# Start of READING TEXT

US envoy Brigety leaves South Africa with hope – and a warning

Reuben Brigety, slammed for claiming South Africa loaded weapons onto a Russian ship, leaves with a message: Washington has goodwill towards Pretoria. But a strong relationship requires effort from both sides, writes Vrye Weekblad’s Max du Preez.
December 20, 2024

Say “Ambassador Brigety”, and most South Africans think of the Russian ship Lady R debacle of December 2022 – mostly negatively.

That’s a real pity because Reuben Brigety, 51, is a super bright, engaging diplomat, an “old Africa hand” and Afro-optimist who served as assistant secretary of state for Africa and has a distinguished academic CV. Remember his name.

I always saw him dressed very smartly, with a signature bow tie, so I dug up an old black linen jacket to look vaguely respectable for our meeting at the Cape Grace Hotel on the Cape Town Waterfront. And there he was in a golf shirt, chinos and loafers.

I’ve interviewed quite a few ambassadors and foreign ministers during my time, but few could combine the species’ painful diplomatic correctness with some proper human reactions like Brigety. He even almost succeeded in avoiding the typical academic’s precious phraseology.

He and his family had “lots of fun” during his tenure in South Africa, he says. “South Africans are sports-loving people, and so are we,” he says, adding that he did a lot of scuba diving around our shores.

# End of READING TEXT
# Start of MATERIAL FOR THE TASK

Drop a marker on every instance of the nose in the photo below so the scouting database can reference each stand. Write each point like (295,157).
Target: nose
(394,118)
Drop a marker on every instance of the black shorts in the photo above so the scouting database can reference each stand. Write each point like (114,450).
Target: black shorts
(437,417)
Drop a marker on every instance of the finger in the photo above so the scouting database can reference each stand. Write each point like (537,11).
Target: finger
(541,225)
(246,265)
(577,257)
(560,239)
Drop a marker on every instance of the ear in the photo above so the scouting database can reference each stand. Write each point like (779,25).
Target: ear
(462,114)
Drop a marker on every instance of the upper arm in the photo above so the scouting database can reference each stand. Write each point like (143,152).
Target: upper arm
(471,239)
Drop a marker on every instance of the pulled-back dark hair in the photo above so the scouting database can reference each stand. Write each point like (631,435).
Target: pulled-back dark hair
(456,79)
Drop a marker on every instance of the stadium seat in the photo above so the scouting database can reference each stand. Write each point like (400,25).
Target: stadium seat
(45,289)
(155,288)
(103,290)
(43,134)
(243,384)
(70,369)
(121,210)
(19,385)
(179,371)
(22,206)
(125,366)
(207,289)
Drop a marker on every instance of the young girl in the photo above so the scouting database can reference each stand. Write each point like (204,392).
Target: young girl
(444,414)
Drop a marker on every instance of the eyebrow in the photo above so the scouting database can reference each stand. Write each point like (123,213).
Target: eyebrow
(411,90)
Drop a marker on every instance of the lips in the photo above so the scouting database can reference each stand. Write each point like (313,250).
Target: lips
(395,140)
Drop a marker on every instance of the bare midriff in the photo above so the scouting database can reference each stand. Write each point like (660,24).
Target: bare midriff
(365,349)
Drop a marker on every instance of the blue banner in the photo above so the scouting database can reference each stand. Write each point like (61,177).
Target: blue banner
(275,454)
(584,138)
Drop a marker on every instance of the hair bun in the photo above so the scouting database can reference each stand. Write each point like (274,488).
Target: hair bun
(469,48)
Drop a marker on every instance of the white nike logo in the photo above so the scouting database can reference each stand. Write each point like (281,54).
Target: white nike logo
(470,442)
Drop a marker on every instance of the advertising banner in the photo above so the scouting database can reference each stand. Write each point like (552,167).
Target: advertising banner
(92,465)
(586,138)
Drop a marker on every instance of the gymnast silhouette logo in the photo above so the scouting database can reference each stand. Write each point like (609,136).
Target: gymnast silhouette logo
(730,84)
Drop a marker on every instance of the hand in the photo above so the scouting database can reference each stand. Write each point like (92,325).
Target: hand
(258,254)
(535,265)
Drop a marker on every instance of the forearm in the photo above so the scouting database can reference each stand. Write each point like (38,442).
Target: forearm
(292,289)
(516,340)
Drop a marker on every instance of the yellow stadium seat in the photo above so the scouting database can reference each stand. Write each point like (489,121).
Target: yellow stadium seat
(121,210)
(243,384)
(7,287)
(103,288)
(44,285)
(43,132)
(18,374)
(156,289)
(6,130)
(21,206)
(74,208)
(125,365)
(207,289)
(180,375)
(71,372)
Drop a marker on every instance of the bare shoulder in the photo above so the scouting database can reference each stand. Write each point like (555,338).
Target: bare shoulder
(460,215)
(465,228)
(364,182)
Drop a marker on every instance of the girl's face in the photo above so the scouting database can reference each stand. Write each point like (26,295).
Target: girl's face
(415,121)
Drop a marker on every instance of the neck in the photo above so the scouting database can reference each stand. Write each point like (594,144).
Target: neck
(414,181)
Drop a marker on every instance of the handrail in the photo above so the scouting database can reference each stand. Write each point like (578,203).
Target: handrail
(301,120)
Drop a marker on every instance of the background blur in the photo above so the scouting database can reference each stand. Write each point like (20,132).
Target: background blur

# End of MATERIAL FOR THE TASK
# Start of MATERIAL FOR THE TASK

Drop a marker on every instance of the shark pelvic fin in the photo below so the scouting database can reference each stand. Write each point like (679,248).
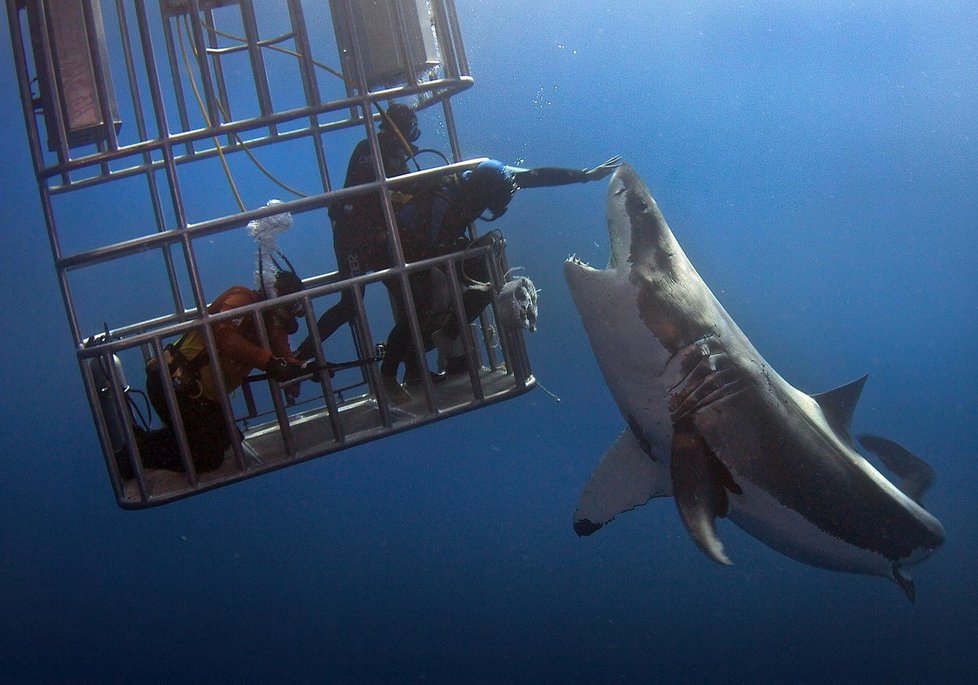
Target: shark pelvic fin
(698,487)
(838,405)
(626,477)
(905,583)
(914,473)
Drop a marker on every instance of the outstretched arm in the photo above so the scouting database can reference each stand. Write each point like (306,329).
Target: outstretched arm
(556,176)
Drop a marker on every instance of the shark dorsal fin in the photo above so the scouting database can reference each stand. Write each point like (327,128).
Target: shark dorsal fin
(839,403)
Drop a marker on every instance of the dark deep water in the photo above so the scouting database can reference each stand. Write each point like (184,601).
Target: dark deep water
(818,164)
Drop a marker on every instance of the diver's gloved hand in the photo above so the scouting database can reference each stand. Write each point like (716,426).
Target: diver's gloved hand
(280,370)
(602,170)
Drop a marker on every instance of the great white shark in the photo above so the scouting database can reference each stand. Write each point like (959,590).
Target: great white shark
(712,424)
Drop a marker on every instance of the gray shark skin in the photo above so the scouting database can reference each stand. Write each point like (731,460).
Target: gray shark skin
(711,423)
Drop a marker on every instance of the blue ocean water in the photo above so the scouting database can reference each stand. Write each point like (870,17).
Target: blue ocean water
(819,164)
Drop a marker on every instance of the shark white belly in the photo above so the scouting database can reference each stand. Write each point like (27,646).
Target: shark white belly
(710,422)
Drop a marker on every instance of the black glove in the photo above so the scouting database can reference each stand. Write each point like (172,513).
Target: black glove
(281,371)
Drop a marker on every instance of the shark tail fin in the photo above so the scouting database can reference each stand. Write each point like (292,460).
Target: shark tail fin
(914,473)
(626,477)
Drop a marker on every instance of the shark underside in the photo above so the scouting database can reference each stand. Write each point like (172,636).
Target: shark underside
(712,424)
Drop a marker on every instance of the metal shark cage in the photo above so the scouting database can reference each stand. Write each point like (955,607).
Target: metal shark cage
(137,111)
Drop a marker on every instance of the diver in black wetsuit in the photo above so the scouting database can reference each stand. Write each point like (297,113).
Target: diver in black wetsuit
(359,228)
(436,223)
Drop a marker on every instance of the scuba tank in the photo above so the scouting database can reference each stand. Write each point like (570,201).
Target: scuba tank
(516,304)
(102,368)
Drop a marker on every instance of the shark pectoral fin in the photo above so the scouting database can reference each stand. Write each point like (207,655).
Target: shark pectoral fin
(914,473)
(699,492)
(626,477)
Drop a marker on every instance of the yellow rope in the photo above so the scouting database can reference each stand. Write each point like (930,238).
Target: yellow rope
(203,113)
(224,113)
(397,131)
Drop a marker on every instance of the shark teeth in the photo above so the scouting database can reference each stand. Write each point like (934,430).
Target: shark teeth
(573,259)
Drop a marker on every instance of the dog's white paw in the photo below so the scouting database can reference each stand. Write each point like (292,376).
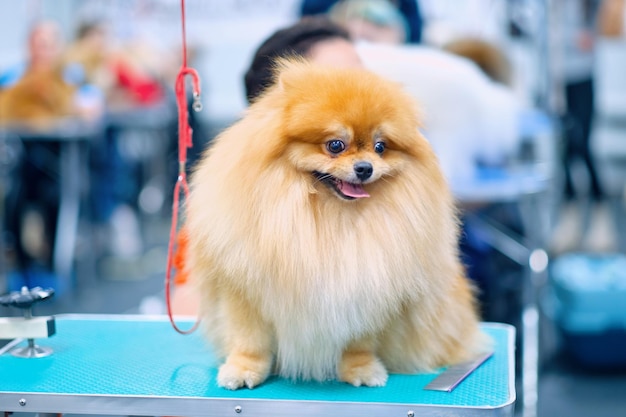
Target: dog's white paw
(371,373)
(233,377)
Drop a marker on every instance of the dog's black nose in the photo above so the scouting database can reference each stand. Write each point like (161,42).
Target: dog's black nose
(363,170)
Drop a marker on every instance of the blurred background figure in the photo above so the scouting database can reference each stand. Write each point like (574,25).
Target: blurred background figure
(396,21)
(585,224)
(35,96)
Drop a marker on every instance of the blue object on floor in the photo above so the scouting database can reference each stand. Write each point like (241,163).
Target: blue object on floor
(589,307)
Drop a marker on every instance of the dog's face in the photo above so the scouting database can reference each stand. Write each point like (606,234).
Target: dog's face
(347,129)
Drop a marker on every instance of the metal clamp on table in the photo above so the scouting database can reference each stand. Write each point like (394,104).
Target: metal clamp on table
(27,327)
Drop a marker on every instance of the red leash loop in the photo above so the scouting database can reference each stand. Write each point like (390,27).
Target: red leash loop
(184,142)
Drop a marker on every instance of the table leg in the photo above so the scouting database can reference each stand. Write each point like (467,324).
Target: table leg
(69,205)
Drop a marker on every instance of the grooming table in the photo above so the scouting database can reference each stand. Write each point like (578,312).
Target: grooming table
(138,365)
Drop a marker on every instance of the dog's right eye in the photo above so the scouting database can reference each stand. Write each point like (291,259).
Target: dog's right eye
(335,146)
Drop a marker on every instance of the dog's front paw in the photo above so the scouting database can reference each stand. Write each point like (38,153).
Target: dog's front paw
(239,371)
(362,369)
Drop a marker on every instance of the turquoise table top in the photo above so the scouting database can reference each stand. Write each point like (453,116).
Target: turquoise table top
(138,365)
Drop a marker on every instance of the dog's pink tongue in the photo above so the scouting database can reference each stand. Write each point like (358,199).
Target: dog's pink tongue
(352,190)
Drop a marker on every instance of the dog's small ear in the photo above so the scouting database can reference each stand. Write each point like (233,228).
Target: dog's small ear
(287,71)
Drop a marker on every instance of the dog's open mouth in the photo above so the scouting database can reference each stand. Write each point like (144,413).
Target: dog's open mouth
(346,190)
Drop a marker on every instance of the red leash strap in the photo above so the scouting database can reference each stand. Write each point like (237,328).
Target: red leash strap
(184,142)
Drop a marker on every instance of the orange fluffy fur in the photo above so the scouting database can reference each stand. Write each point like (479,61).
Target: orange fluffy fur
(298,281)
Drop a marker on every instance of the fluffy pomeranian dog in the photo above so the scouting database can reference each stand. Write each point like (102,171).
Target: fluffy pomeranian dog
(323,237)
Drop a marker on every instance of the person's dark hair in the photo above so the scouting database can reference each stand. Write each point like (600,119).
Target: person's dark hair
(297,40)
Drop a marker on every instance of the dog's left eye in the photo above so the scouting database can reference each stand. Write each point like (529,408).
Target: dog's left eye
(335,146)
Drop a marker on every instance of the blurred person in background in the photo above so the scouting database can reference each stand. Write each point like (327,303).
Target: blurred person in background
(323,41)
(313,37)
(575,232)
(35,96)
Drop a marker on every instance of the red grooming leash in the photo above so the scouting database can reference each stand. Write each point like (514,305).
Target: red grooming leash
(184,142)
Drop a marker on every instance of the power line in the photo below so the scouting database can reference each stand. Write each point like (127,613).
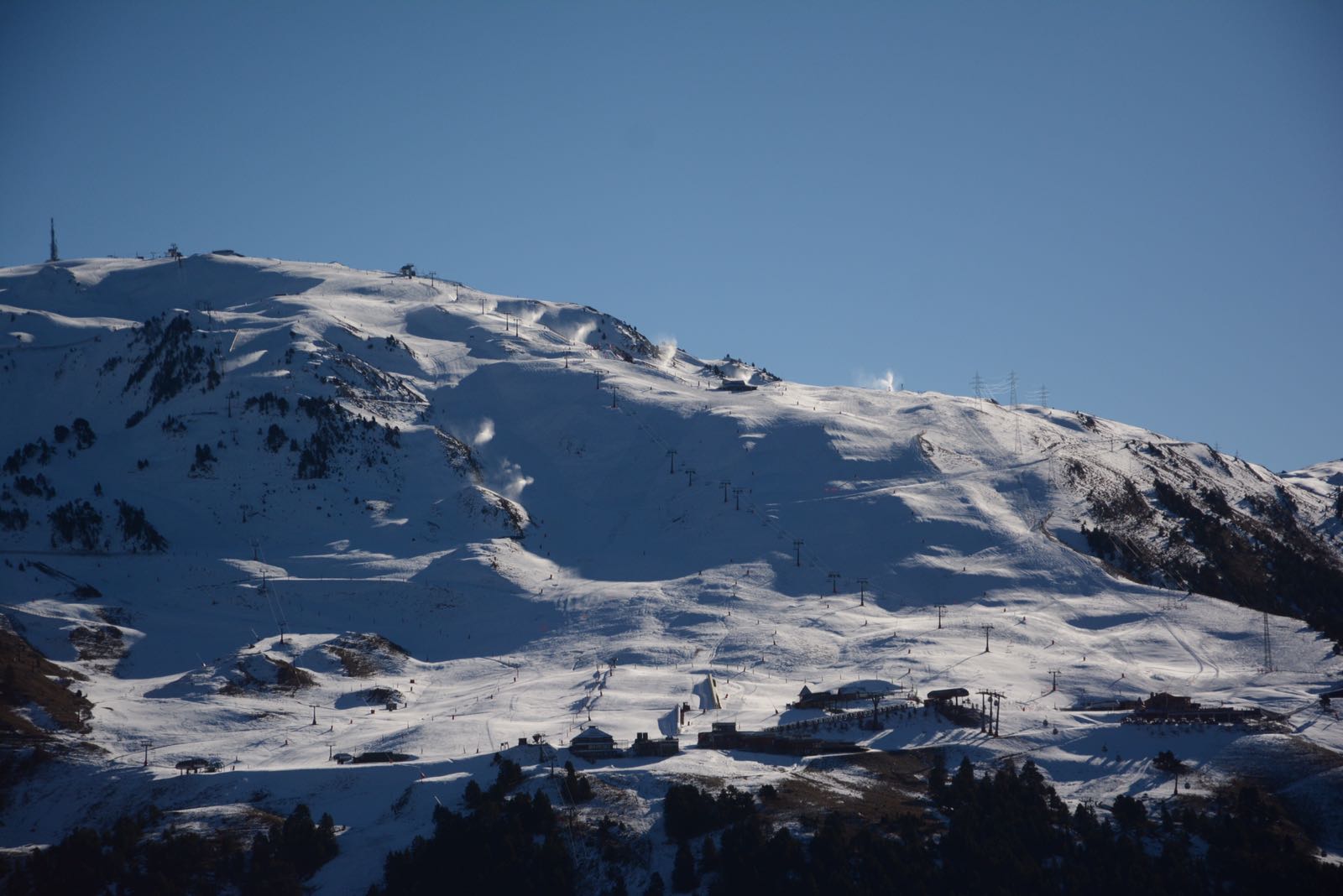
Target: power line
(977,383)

# End of MATERIAL FOR THE TASK

→ SET OF TASKS
- 1) In the article about the departing US envoy, where did the meeting with Reuben Brigety take place?
- 2) Report how many lines of the records contain the string "girl", treating uppercase and lowercase as different. Give only the number.

→ LIST OF SOLUTIONS
- 1) At the Cape Grace Hotel on the Cape Town Waterfront.

- 2) 4